* [Point placement listing]:
▬▬▬

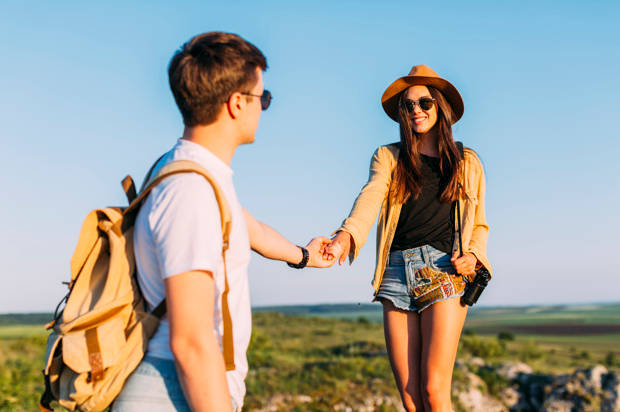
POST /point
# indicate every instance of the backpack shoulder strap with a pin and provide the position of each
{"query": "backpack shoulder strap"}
(459, 145)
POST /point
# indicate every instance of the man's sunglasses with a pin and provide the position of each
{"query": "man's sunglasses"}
(265, 98)
(425, 103)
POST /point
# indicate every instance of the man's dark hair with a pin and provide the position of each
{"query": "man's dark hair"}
(207, 70)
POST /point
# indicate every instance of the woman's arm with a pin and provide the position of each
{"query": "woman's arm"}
(480, 230)
(354, 231)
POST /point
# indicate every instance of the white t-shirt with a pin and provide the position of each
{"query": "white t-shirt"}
(177, 230)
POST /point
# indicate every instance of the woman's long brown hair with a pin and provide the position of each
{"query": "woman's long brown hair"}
(408, 176)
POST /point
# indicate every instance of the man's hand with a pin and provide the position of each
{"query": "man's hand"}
(339, 248)
(316, 250)
(465, 265)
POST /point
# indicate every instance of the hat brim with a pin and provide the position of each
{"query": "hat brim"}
(391, 96)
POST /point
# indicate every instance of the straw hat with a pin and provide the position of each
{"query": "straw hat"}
(421, 75)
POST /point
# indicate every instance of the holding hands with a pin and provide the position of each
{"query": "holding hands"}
(316, 249)
(339, 247)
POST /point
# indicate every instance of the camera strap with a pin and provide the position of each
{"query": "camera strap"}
(458, 221)
(460, 224)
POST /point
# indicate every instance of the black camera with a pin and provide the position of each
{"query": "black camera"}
(475, 288)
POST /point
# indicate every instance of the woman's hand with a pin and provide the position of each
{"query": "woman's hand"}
(465, 265)
(318, 257)
(340, 247)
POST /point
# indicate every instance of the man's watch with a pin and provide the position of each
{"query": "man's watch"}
(304, 260)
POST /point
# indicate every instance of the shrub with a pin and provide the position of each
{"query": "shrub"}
(611, 360)
(362, 320)
(478, 347)
(506, 336)
(531, 351)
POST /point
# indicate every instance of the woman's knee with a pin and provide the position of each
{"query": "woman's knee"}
(436, 394)
(412, 399)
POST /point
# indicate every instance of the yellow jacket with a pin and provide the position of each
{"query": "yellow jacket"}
(379, 193)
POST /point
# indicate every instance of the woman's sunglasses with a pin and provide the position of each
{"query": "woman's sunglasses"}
(425, 103)
(265, 98)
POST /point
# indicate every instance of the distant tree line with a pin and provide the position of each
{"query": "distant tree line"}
(25, 318)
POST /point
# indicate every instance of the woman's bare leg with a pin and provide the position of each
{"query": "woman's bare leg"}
(402, 339)
(441, 325)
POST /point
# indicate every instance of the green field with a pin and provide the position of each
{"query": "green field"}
(328, 357)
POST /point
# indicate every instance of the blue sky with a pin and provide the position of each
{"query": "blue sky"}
(85, 101)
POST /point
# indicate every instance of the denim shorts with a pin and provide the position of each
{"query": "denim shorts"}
(399, 277)
(154, 386)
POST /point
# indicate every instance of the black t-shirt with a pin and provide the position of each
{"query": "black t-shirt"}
(425, 220)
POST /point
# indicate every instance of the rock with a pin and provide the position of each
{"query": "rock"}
(472, 399)
(610, 401)
(475, 401)
(581, 391)
(558, 406)
(511, 371)
(477, 362)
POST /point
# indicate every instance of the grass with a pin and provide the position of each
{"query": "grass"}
(323, 361)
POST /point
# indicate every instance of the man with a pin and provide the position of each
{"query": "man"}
(217, 82)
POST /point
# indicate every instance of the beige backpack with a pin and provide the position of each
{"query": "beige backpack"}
(102, 333)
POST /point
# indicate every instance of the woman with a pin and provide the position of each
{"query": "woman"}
(420, 272)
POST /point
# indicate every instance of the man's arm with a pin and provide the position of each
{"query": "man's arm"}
(190, 298)
(267, 242)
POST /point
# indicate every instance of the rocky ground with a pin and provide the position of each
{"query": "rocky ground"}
(514, 387)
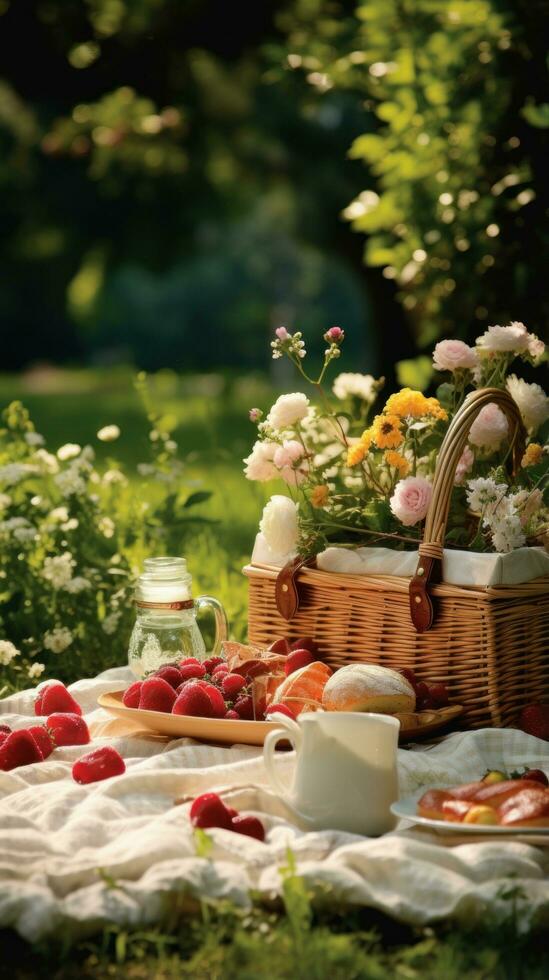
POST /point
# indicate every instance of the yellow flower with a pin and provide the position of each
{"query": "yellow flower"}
(366, 438)
(386, 431)
(408, 403)
(356, 453)
(319, 496)
(533, 455)
(398, 461)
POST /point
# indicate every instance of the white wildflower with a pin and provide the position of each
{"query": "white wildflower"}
(287, 410)
(108, 433)
(498, 339)
(107, 527)
(58, 570)
(34, 439)
(13, 473)
(483, 492)
(8, 651)
(110, 623)
(46, 461)
(68, 451)
(532, 401)
(350, 384)
(279, 524)
(58, 640)
(77, 584)
(259, 464)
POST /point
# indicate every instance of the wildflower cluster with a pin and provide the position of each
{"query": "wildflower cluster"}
(351, 478)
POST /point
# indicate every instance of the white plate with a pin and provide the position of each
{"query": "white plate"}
(407, 810)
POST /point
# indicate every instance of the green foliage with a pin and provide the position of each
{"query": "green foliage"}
(451, 212)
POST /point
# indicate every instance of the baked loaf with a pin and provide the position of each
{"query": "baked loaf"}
(509, 803)
(368, 687)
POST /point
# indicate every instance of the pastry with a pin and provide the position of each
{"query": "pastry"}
(368, 687)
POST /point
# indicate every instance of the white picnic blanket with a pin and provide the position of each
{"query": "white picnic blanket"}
(73, 858)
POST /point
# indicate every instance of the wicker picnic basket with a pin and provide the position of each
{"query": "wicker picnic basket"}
(490, 645)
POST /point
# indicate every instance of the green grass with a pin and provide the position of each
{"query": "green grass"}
(219, 943)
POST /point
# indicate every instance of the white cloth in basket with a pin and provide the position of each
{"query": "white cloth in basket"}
(62, 844)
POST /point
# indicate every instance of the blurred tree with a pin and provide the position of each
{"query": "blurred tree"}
(455, 209)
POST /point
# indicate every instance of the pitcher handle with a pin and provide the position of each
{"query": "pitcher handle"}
(290, 731)
(220, 616)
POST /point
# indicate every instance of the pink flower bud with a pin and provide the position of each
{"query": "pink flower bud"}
(334, 335)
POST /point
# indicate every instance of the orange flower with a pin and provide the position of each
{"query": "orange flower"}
(387, 431)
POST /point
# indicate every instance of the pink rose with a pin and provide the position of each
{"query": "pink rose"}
(465, 464)
(454, 355)
(411, 499)
(489, 428)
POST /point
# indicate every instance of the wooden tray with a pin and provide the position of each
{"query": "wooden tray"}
(229, 731)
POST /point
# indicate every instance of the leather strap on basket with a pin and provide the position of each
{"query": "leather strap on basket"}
(287, 596)
(431, 550)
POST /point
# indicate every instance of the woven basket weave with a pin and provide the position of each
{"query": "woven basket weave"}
(490, 645)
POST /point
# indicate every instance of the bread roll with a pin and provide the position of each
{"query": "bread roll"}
(368, 687)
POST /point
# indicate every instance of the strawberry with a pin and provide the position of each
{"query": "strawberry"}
(208, 810)
(250, 826)
(132, 694)
(54, 698)
(537, 775)
(232, 684)
(280, 646)
(534, 720)
(306, 643)
(217, 700)
(297, 659)
(170, 674)
(100, 764)
(410, 676)
(67, 729)
(193, 700)
(19, 749)
(192, 670)
(244, 707)
(282, 708)
(42, 738)
(156, 695)
(439, 695)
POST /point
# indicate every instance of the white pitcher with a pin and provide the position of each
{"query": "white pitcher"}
(346, 770)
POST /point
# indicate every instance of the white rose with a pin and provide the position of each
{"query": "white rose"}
(531, 399)
(496, 339)
(279, 524)
(287, 410)
(259, 464)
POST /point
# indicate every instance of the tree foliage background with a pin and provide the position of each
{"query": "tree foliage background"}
(178, 177)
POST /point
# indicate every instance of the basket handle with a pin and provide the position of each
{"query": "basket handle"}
(429, 569)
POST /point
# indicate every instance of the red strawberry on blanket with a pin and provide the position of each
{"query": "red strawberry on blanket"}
(170, 674)
(156, 695)
(132, 694)
(54, 698)
(100, 764)
(19, 749)
(42, 738)
(208, 810)
(193, 700)
(534, 720)
(67, 729)
(250, 826)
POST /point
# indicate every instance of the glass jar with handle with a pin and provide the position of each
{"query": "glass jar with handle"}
(166, 629)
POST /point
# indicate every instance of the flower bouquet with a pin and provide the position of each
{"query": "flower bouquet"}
(433, 506)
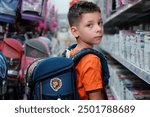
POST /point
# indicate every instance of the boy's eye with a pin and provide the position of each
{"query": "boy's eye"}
(90, 25)
(100, 23)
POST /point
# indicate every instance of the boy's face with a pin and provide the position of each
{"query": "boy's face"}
(90, 29)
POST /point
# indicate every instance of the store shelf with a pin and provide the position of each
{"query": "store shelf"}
(134, 69)
(128, 13)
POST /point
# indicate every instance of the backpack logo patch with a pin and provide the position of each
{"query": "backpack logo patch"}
(55, 84)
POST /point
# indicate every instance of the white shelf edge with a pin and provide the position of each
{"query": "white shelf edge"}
(134, 69)
(123, 9)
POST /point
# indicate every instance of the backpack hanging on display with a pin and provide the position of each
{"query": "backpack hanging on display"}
(3, 75)
(54, 78)
(12, 49)
(8, 10)
(33, 9)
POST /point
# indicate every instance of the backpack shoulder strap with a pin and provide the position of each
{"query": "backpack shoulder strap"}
(77, 57)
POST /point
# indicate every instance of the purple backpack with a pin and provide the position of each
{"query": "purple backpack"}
(33, 9)
(8, 10)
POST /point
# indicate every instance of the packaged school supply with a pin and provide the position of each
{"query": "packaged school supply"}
(8, 10)
(33, 49)
(3, 75)
(33, 9)
(55, 78)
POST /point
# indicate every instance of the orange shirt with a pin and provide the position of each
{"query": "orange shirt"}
(89, 74)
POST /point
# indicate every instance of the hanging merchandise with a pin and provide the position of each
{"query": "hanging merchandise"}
(8, 10)
(3, 75)
(33, 9)
(34, 49)
(13, 51)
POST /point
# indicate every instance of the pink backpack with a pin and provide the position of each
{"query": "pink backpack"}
(33, 9)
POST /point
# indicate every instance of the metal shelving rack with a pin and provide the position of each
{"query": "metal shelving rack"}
(126, 15)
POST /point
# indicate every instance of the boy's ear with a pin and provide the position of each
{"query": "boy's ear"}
(74, 31)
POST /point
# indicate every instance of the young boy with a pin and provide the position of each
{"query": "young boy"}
(86, 25)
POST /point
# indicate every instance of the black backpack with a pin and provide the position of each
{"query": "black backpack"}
(54, 78)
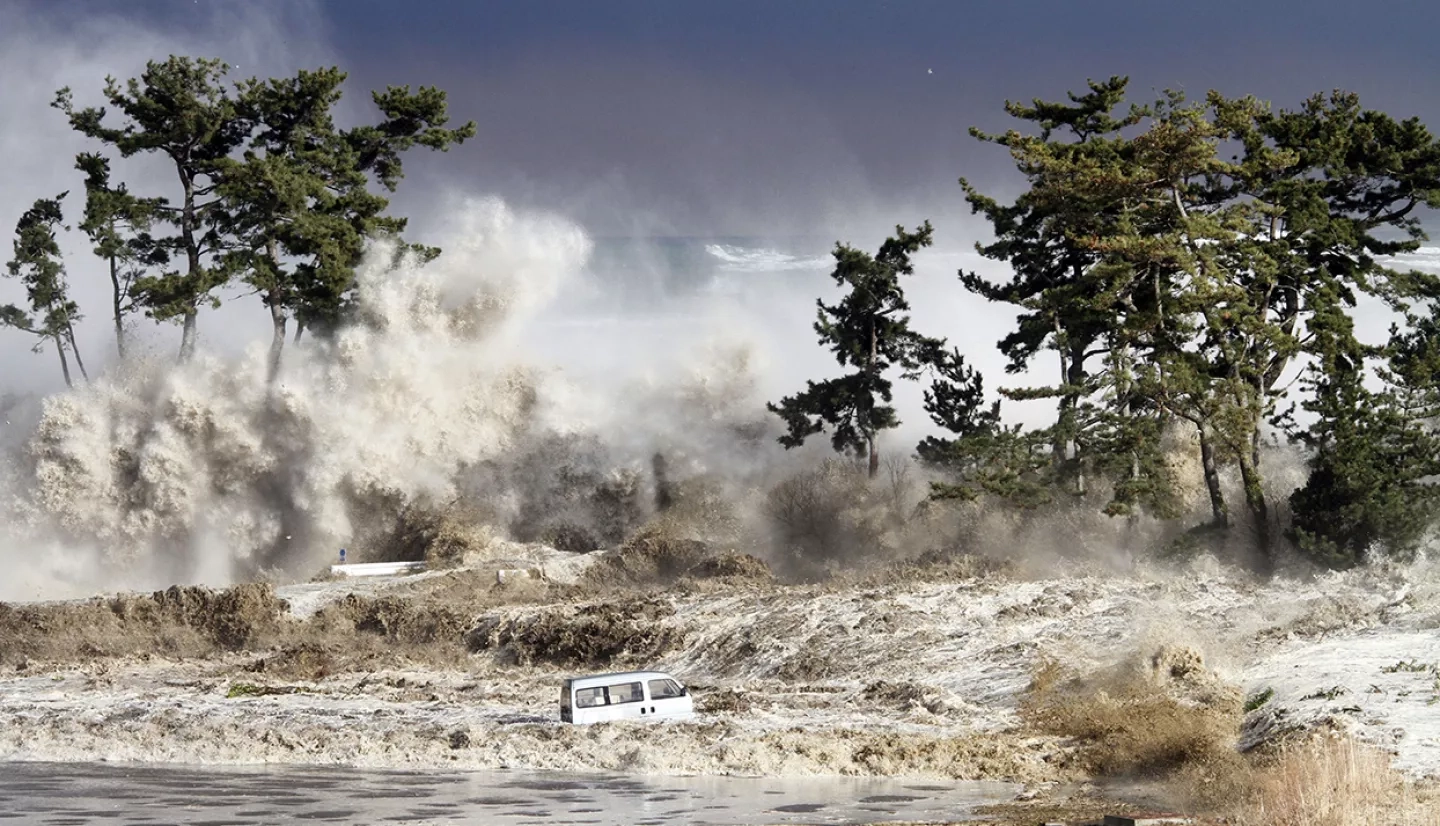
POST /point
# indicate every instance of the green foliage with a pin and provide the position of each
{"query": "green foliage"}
(182, 110)
(271, 190)
(1178, 287)
(36, 264)
(301, 192)
(1373, 454)
(869, 330)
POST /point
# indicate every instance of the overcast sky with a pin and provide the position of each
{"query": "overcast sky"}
(788, 117)
(673, 117)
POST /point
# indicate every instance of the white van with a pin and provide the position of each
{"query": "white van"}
(625, 695)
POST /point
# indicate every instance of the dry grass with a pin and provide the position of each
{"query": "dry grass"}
(1335, 782)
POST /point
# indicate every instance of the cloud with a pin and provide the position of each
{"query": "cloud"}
(45, 48)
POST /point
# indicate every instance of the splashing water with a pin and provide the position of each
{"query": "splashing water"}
(203, 472)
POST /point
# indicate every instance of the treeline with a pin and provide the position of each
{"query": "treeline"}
(268, 193)
(1191, 269)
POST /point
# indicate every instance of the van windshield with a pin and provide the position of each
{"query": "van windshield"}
(663, 688)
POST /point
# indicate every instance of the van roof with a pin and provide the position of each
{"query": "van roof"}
(585, 681)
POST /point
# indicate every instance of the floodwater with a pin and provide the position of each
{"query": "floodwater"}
(134, 795)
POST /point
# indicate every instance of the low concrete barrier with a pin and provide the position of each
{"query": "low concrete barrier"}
(378, 569)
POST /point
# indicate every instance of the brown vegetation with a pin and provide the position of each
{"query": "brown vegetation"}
(1148, 717)
(589, 635)
(174, 622)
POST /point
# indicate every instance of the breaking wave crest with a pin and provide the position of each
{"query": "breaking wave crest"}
(206, 474)
(753, 259)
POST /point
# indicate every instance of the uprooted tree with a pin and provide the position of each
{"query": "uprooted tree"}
(270, 189)
(869, 330)
(300, 197)
(38, 265)
(182, 110)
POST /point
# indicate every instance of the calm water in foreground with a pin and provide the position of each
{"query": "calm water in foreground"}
(81, 795)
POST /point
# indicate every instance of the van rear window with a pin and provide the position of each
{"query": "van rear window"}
(627, 692)
(589, 697)
(663, 688)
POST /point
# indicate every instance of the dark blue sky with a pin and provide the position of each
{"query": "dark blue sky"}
(794, 115)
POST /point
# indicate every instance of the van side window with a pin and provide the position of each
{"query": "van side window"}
(663, 688)
(627, 692)
(589, 697)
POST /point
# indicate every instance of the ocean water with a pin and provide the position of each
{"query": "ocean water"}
(100, 795)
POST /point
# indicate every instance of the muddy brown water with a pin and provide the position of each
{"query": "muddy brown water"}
(134, 795)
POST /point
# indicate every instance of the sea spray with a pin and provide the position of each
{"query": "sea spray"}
(203, 472)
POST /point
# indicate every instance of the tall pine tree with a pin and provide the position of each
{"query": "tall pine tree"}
(38, 265)
(869, 330)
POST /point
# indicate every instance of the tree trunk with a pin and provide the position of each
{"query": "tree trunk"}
(275, 301)
(1220, 513)
(278, 338)
(192, 251)
(870, 402)
(187, 336)
(1259, 508)
(1074, 379)
(115, 307)
(69, 334)
(65, 364)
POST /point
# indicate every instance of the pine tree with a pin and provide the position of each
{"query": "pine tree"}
(38, 265)
(120, 226)
(300, 197)
(869, 330)
(182, 110)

▬▬▬

From the listing, pull out each line that contains the word "muddy" and copy those lines unchanged.

* [RESULT FOR THIS TASK]:
# indicate every instance of the muddy brown water with a pin and provide the position of each
{"query": "muddy brown water"}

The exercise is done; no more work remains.